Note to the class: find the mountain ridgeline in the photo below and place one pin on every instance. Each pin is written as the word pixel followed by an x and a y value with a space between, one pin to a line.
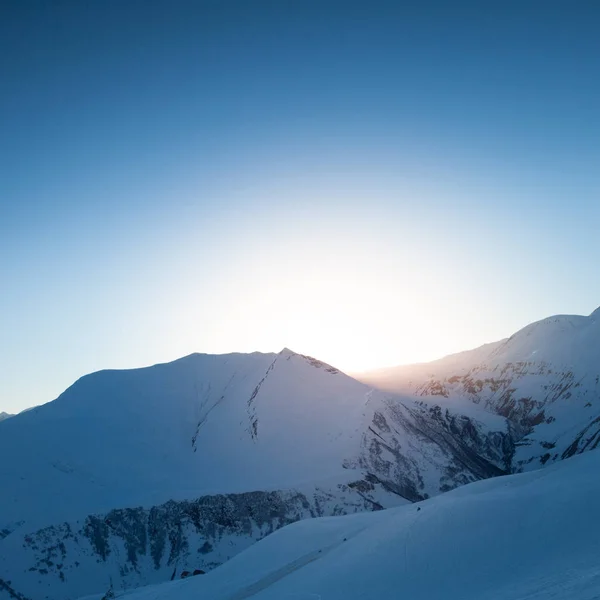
pixel 135 477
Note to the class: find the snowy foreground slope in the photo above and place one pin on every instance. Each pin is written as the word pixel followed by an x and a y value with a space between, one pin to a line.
pixel 136 476
pixel 530 536
pixel 545 379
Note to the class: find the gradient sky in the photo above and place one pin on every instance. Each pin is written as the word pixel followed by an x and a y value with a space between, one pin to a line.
pixel 370 183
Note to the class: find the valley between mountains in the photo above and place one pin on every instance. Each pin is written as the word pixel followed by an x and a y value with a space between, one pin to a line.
pixel 134 477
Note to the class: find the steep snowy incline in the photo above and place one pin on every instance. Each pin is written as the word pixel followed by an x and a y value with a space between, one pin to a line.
pixel 545 379
pixel 118 438
pixel 523 537
pixel 136 476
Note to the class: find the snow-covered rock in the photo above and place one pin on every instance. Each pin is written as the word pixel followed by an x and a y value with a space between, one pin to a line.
pixel 529 536
pixel 132 476
pixel 545 379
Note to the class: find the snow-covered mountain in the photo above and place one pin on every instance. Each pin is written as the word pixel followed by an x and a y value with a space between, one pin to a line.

:::

**What you will do**: Format all of the records above as a numbered list, with one line per item and no blank lines. Omit the pictures.

**Result below**:
1. Note to the class: find the mountain ridgeline in the photo below and place one pin on every instance. Each pin is written as the word pixel followed by an x and a y value with a space between, one pin to a line.
2. pixel 135 477
3. Note to the class: find the snowy foreground slope in the photo above and place one pin on every instance. Each pin is written as the word pixel followed by an x and a y value with a space between, one pin to a line.
4. pixel 136 476
5. pixel 530 536
6. pixel 545 379
7. Note to the class: find the gradient sky in the photo above and place one pin on every instance. Each pin is written as the word pixel followed by an x and a y value with a space between, one pin to a line.
8. pixel 370 183
9. Note to the class: find the valley between mountains in the photo above and place one pin on every instance. Each pin is written as the word pixel followed by an x and a y value with a space between, one pin to a line.
10. pixel 134 477
11. Note to the class: find the steep snowy incline in the photo above and place one pin on every instance. Each pin is written as the word pixel followed by an x and a y value with a space between, one pin to a line.
12. pixel 545 379
13. pixel 118 438
14. pixel 523 537
15. pixel 136 476
16. Note to the class: find the snow-covered rock in the photo above and place one pin on every instance. Each pin is written as the word pixel followed by an x and a y value with a space between, one pin to a line.
17. pixel 529 536
18. pixel 132 476
19. pixel 545 379
20. Note to the class: find the snow-covered mountain in the photo above and place one pin on every instance. Each pin is written as the word pixel followed by an x and a y value with a space between, one pin to a line.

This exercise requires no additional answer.